Extract all records. Keep each one exact.

--- Start Supplied records ---

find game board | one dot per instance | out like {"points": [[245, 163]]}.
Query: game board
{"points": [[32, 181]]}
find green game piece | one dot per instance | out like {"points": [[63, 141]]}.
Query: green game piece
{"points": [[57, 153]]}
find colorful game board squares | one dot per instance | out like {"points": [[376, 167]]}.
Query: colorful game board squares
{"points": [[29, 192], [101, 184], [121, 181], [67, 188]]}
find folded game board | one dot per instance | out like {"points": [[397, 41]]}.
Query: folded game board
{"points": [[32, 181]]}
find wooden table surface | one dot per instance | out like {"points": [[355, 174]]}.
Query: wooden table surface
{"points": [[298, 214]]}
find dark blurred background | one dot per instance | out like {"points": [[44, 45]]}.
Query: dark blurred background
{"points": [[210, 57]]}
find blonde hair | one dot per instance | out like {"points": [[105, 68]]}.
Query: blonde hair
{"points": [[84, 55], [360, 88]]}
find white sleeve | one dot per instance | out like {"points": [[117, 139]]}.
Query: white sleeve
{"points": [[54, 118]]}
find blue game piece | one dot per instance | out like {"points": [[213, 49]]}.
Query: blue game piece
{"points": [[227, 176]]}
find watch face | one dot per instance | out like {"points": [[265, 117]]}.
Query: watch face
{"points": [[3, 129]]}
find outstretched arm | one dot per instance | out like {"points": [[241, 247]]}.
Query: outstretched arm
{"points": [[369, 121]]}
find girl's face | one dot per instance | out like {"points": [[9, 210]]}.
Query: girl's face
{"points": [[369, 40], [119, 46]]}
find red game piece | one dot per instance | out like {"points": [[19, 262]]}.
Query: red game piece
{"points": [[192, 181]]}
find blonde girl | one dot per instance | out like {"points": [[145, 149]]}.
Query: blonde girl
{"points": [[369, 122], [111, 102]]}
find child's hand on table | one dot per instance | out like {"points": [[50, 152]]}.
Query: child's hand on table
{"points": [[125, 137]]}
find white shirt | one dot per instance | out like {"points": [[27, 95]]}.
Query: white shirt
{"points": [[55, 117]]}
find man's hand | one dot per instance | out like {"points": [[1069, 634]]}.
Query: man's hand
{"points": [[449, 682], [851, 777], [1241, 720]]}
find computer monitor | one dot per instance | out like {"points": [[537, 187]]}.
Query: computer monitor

--- End Supplied records ---

▶ _Result of this exercise_:
find game board | one dot per instance | out like {"points": [[245, 163]]}.
Query: game board
{"points": [[32, 181]]}
find green game piece | one dot per instance | out like {"points": [[63, 141]]}.
Query: green game piece
{"points": [[57, 153]]}
find colorful game board squares | one dot per instance | out like {"points": [[376, 167]]}.
Query: colorful game board squares
{"points": [[29, 192], [101, 184], [121, 181], [67, 188]]}
find folded game board | one dot per instance | out like {"points": [[397, 41]]}.
Query: folded game board
{"points": [[32, 181]]}
find wooden table surface | one dot per instance | out like {"points": [[355, 174]]}.
Query: wooden table surface
{"points": [[298, 214]]}
find dark blurred background | one dot per instance | out like {"points": [[44, 45]]}.
Query: dark blurred background
{"points": [[210, 57]]}
find blonde hair | one dot per instance | out like {"points": [[105, 68]]}.
Query: blonde hair
{"points": [[84, 55], [360, 88]]}
find white sleeve | one dot per instance | out like {"points": [[117, 139]]}.
Query: white sleeve
{"points": [[54, 118]]}
find blue game piece | one dot per instance | out like {"points": [[213, 49]]}.
Query: blue game piece
{"points": [[227, 176]]}
find watch face | one dot per instance | out like {"points": [[265, 117]]}.
Query: watch face
{"points": [[3, 129]]}
find outstretched arm | one dot per instance | out like {"points": [[241, 247]]}.
Query: outstretched arm
{"points": [[369, 121]]}
find girl's face | one dot per instance | out like {"points": [[9, 210]]}.
Query: girl's face
{"points": [[369, 40], [119, 46]]}
find red game piece | one dot per instance | out like {"points": [[19, 262]]}.
Query: red game piece
{"points": [[192, 181]]}
find blonde girl | one dot per instance | out like {"points": [[145, 149]]}.
Query: blonde girl
{"points": [[369, 122], [111, 102]]}
find child's hand on table | one dot per instance | out like {"points": [[50, 152]]}.
Query: child's hand on table
{"points": [[125, 137]]}
find white shirt | one dot per instance | out like {"points": [[27, 95]]}.
Query: white shirt
{"points": [[55, 117]]}
find man's hand | one dot per instance | out like {"points": [[1069, 634]]}.
Query: man's hand
{"points": [[449, 682], [851, 777], [1241, 720]]}
find computer monitor | one dot per instance | out like {"points": [[537, 187]]}.
Query: computer monitor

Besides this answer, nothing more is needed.